Render every line of the entries below as a Markdown table with two columns, Row and Line. Put a running number under Row, and leave out any blank lines.
• • • • •
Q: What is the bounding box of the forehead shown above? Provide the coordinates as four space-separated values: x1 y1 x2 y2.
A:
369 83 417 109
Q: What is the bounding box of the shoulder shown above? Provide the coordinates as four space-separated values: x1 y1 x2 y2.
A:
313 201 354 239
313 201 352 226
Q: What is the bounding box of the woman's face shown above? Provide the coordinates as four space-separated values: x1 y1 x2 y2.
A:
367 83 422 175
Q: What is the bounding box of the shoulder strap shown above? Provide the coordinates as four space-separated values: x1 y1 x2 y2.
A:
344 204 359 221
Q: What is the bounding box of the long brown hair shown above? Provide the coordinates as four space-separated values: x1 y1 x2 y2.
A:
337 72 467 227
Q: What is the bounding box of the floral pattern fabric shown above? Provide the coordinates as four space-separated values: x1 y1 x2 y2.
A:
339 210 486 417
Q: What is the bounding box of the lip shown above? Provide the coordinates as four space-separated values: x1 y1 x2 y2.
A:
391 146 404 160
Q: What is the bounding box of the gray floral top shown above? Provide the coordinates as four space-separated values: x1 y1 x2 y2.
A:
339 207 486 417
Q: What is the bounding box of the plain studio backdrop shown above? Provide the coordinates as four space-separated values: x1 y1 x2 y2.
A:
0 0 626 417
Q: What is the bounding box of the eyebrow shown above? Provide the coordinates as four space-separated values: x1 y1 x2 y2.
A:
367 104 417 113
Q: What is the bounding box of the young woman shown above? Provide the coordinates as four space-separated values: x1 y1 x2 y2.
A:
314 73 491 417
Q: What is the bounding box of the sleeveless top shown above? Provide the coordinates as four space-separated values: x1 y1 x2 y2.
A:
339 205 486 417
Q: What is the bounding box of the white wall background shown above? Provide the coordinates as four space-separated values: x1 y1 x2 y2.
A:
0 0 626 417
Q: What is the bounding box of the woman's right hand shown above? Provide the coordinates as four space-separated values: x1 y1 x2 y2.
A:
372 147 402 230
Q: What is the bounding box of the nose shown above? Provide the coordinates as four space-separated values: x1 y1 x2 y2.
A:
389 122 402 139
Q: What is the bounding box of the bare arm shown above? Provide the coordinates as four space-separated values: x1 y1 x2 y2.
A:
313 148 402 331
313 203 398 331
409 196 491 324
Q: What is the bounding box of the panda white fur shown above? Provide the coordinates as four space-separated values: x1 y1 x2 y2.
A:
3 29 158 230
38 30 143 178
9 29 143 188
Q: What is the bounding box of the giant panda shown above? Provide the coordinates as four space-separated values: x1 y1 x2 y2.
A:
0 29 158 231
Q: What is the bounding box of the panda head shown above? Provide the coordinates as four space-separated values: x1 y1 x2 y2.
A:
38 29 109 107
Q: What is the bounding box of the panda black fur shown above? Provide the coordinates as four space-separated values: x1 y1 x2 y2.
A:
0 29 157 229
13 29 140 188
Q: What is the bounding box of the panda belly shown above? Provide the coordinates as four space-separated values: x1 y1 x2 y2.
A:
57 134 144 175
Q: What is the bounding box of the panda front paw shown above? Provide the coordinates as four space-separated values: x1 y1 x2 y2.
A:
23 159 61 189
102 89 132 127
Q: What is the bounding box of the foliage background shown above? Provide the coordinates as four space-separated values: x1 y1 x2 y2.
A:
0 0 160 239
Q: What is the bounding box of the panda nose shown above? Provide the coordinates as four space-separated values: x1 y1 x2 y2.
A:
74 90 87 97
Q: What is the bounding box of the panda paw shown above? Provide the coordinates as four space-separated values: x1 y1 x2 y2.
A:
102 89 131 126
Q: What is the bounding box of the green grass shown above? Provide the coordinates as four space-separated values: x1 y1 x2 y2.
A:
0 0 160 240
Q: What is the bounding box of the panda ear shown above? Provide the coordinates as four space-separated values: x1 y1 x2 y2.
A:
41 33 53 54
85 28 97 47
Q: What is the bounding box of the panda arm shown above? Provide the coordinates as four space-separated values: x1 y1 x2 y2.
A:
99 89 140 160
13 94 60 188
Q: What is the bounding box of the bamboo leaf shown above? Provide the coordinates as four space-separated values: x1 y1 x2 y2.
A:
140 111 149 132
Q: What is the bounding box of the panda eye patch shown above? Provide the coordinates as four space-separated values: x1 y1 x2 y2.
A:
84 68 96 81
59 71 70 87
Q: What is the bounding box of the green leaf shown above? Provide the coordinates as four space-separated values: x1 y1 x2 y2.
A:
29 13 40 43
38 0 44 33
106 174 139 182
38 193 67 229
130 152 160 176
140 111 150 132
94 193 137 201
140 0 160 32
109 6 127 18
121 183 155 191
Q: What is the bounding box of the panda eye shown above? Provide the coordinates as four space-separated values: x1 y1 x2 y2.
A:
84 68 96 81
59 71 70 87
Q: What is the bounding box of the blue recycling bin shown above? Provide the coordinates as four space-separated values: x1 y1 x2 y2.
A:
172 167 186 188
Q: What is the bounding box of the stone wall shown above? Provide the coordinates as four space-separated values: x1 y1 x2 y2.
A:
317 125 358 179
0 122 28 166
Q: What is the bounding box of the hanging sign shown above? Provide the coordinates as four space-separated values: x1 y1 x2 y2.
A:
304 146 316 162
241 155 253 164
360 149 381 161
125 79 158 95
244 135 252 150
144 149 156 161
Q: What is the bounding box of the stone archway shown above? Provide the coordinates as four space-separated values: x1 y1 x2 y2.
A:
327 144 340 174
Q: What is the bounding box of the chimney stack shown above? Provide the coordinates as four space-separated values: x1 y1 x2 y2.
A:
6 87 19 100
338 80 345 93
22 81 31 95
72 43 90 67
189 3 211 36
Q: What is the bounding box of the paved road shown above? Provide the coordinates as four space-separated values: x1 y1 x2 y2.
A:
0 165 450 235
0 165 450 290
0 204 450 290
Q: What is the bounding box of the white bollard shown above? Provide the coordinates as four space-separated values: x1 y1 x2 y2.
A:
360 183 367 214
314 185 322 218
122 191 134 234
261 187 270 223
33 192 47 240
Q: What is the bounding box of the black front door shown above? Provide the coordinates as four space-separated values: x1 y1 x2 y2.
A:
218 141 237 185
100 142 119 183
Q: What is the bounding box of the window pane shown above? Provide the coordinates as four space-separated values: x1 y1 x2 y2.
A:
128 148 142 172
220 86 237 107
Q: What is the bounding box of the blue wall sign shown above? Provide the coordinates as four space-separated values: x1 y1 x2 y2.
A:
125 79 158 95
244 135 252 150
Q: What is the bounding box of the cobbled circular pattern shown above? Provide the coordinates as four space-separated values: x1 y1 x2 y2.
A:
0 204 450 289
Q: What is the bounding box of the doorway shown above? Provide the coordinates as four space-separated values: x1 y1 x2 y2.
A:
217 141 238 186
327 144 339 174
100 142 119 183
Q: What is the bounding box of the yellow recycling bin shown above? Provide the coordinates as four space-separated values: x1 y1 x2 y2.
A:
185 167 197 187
• • • • •
(Problem solution)
| Row | Line |
|---|---|
| 1 | Q: What is the bounding box of the forehead shown above? Provide the coordinates as four space-separated values: x1 y1 x2 y2. |
| 2 | A: |
| 3 | 369 83 417 109 |
| 4 | Q: What is the bounding box of the shoulder shown above? Provide the coordinates as four space-separated values: x1 y1 x2 y2. |
| 5 | A: |
| 6 | 313 201 354 239 |
| 7 | 313 201 352 226 |
| 8 | Q: What is the bounding box of the woman's face shown above? Provide the coordinates as four space-separated values: x1 y1 x2 y2. |
| 9 | A: |
| 10 | 367 83 422 175 |
| 11 | Q: What is the bounding box of the shoulder strap shown above? Provide the coordinates as four space-separated values: x1 y1 x2 y2. |
| 12 | A: |
| 13 | 344 204 359 221 |
| 14 | Q: What is the bounding box of the long brown hair shown above? Provide the coordinates as four space-separated values: x1 y1 x2 y2. |
| 15 | A: |
| 16 | 337 72 467 227 |
| 17 | Q: What is the bounding box of the floral pattern fabric shown above? Provide the coordinates as four space-separated values: x1 y1 x2 y2. |
| 18 | A: |
| 19 | 339 210 486 417 |
| 20 | Q: What is the bounding box of the lip shown above? Provide the coordinates as four space-separated values: x1 y1 x2 y2. |
| 21 | A: |
| 22 | 391 146 404 160 |
| 23 | Q: What is the bounding box of the gray floral top shown above? Provide the coordinates as four space-separated values: x1 y1 x2 y2. |
| 24 | A: |
| 25 | 339 207 486 417 |
| 26 | Q: What is the bounding box of the plain studio backdrop shown above? Provide the coordinates as four space-separated values: x1 y1 x2 y2. |
| 27 | A: |
| 28 | 0 0 626 417 |
| 29 | Q: What is the bounding box of the eyebrow shown above? Provide the coordinates as four space-separated values: x1 y1 x2 y2. |
| 30 | A: |
| 31 | 367 104 417 113 |
| 32 | Q: What is the bounding box of the young woman shown above? Provide the coordinates as four space-separated values: x1 y1 x2 y2. |
| 33 | A: |
| 34 | 314 73 491 417 |
| 35 | Q: What is the bounding box of the sleeveless top shown above? Provide the coordinates as four space-separated values: x1 y1 x2 y2. |
| 36 | A: |
| 37 | 339 205 486 417 |
| 38 | Q: What is the bounding box of the white wall background shown above? Provide the coordinates as four space-separated values: x1 y1 x2 y2. |
| 39 | A: |
| 40 | 0 0 626 417 |
| 41 | Q: What is the bounding box of the woman's right hand shown above? Provide the coordinates as four space-separated values: x1 y1 x2 y2. |
| 42 | A: |
| 43 | 372 147 402 230 |
| 44 | Q: What is the bounding box of the nose shown above? Provide the coordinates as four space-separated values: x1 y1 x2 y2. |
| 45 | A: |
| 46 | 389 122 402 139 |
| 47 | Q: What is the bounding box of the bare arm shown above? Provide the coordinates as four space-separated values: x1 y1 x2 y2. |
| 48 | A: |
| 49 | 313 148 402 331 |
| 50 | 313 203 398 331 |
| 51 | 409 196 491 324 |
| 52 | Q: What is the bounding box of the panda white fur shown above? Provide the coordinates as four space-separated values: x1 y1 x2 y2. |
| 53 | A: |
| 54 | 3 29 158 230 |
| 55 | 38 30 143 178 |
| 56 | 9 29 143 188 |
| 57 | Q: What is the bounding box of the giant panda shown above? Provide the coordinates as four space-separated values: x1 y1 x2 y2. |
| 58 | A: |
| 59 | 0 29 158 231 |
| 60 | Q: What is the bounding box of the panda head shown above? Provide the coordinates as four space-separated values: x1 y1 x2 y2. |
| 61 | A: |
| 62 | 38 29 109 107 |
| 63 | Q: What is the bounding box of the panda black fur shown above? Provide the coordinates as four space-separated values: x1 y1 x2 y2. |
| 64 | A: |
| 65 | 0 29 157 229 |
| 66 | 13 29 140 188 |
| 67 | Q: What is the bounding box of the panda belly shown above? Provide the coordinates as four space-separated values: x1 y1 x2 y2. |
| 68 | A: |
| 69 | 57 134 144 175 |
| 70 | Q: What is the bounding box of the panda front paw shown above? Provide the coordinates as four space-separated values: x1 y1 x2 y2. |
| 71 | A: |
| 72 | 23 159 61 189 |
| 73 | 102 89 132 127 |
| 74 | Q: What is the bounding box of the foliage background shown above? Provide the coordinates as four space-separated values: x1 y1 x2 y2. |
| 75 | A: |
| 76 | 0 0 160 239 |
| 77 | Q: What is the bounding box of the panda nose shown above? Provide the coordinates as four space-separated values: x1 y1 x2 y2. |
| 78 | A: |
| 79 | 74 90 87 97 |
| 80 | Q: What is the bounding box of the panda paw shown above? Provide the coordinates as four space-separated values: x1 y1 x2 y2. |
| 81 | A: |
| 82 | 102 89 131 126 |
| 83 | Q: What is the bounding box of the green grass shown above? Provide the coordinates as four space-separated values: x1 y1 x2 y2. |
| 84 | A: |
| 85 | 0 0 160 240 |
| 86 | Q: What is the bounding box of the panda ear shown above? Provide the coordinates as four space-separated values: x1 y1 x2 y2. |
| 87 | A: |
| 88 | 41 33 53 54 |
| 89 | 85 28 97 47 |
| 90 | Q: What is the bounding box of the panda arm shown above? Provide the coordinates as four space-separated values: x1 y1 x2 y2. |
| 91 | A: |
| 92 | 99 89 140 160 |
| 93 | 13 94 60 188 |
| 94 | Q: What is the bounding box of the bamboo leaf shown above? Provide the coordinates as four space-separated values: x1 y1 x2 y2. |
| 95 | A: |
| 96 | 140 111 149 132 |
| 97 | Q: What is the bounding box of the panda eye patch shown above? Provide the coordinates as four space-separated values: x1 y1 x2 y2. |
| 98 | A: |
| 99 | 84 68 96 81 |
| 100 | 59 71 70 87 |
| 101 | Q: What is the bounding box of the green leaf shown above? Provide the coordinates as four space-separated values: x1 y1 x2 y2. |
| 102 | A: |
| 103 | 29 13 40 43 |
| 104 | 38 0 44 33 |
| 105 | 106 174 139 182 |
| 106 | 38 193 67 229 |
| 107 | 130 152 160 176 |
| 108 | 140 111 150 132 |
| 109 | 94 193 137 201 |
| 110 | 140 0 160 32 |
| 111 | 109 6 127 18 |
| 112 | 121 183 155 191 |
| 113 | Q: What is the bounding box of the panda eye shown above? Provide the coordinates as four space-separated values: x1 y1 x2 y2. |
| 114 | A: |
| 115 | 84 68 96 81 |
| 116 | 59 71 70 87 |
| 117 | Q: What is the bounding box of the blue recycling bin shown above? Provide the coordinates as four space-separated values: x1 y1 x2 y2. |
| 118 | A: |
| 119 | 172 167 186 188 |
| 120 | Q: What is the bounding box of the stone wall shown above? Provide the coordinates as four space-separated values: x1 y1 x2 y2. |
| 121 | A: |
| 122 | 317 125 358 179 |
| 123 | 0 122 28 166 |
| 124 | Q: What is the bounding box of the hanging sign shown above? Provide the coordinates as four space-separated values: x1 y1 x2 y2. |
| 125 | A: |
| 126 | 304 146 316 162 |
| 127 | 241 155 253 164 |
| 128 | 360 149 381 161 |
| 129 | 125 79 158 95 |
| 130 | 244 135 252 150 |
| 131 | 144 149 156 161 |
| 132 | Q: What is the bounding box of the stone archway shown above? Provide the coordinates as four space-separated values: x1 y1 x2 y2. |
| 133 | A: |
| 134 | 327 144 340 174 |
| 135 | Q: What is the bounding box of the chimney stack shown above? Provide the coordinates as four space-separated values: x1 y1 x2 y2. |
| 136 | A: |
| 137 | 6 87 19 100 |
| 138 | 338 80 345 93 |
| 139 | 22 81 31 95 |
| 140 | 72 43 90 67 |
| 141 | 189 3 211 36 |
| 142 | Q: What is the bounding box of the paved road shown above? Provide the coordinates as four space-separated values: x1 y1 x2 y2. |
| 143 | A: |
| 144 | 0 165 450 235 |
| 145 | 0 165 450 290 |
| 146 | 0 204 450 290 |
| 147 | Q: What is the bounding box of the white bollard shown above? Provide the coordinates as four space-separated values: x1 y1 x2 y2. |
| 148 | A: |
| 149 | 360 183 367 214 |
| 150 | 314 185 322 218 |
| 151 | 122 191 134 234 |
| 152 | 261 187 270 223 |
| 153 | 33 192 47 240 |
| 154 | Q: What is the bounding box of the black front door shown above? Provide the coordinates as four space-separated values: x1 y1 x2 y2. |
| 155 | A: |
| 156 | 218 141 237 185 |
| 157 | 100 142 119 183 |
| 158 | Q: What is the bounding box of the window pane shown above? Provide the coordinates as four space-separated values: x1 y1 x2 y2. |
| 159 | A: |
| 160 | 128 148 142 172 |
| 161 | 220 86 237 107 |
| 162 | Q: What is the bounding box of the blue wall sign shown above? Provide the coordinates as four space-separated values: x1 y1 x2 y2. |
| 163 | A: |
| 164 | 125 79 158 95 |
| 165 | 244 135 252 150 |
| 166 | Q: What is the bounding box of the cobbled circular pattern shown above? Provide the coordinates as four space-separated values: x1 y1 x2 y2. |
| 167 | A: |
| 168 | 0 204 450 289 |
| 169 | Q: What is the bounding box of the doorway shown above? Provide the coordinates as four space-separated values: x1 y1 x2 y2. |
| 170 | A: |
| 171 | 217 141 238 186 |
| 172 | 327 144 339 174 |
| 173 | 100 142 119 183 |
| 174 | Q: What is the bounding box of the yellow recycling bin shown above? Provide the coordinates as four space-separated values: x1 y1 x2 y2. |
| 175 | A: |
| 176 | 185 167 197 187 |